-- Task data --
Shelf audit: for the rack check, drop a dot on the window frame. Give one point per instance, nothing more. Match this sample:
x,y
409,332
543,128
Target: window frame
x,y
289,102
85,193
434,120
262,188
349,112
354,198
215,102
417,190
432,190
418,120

-- Work task --
Go through the records and set each one down again, unchanged.

-- Output --
Shelf audit: for the rack check, drop a dot on the window frame. Give one point per instance, nothing more. Match this sample:
x,y
409,332
543,128
Target: window frame
x,y
289,102
85,193
434,120
262,188
349,112
354,198
215,102
417,190
432,190
418,120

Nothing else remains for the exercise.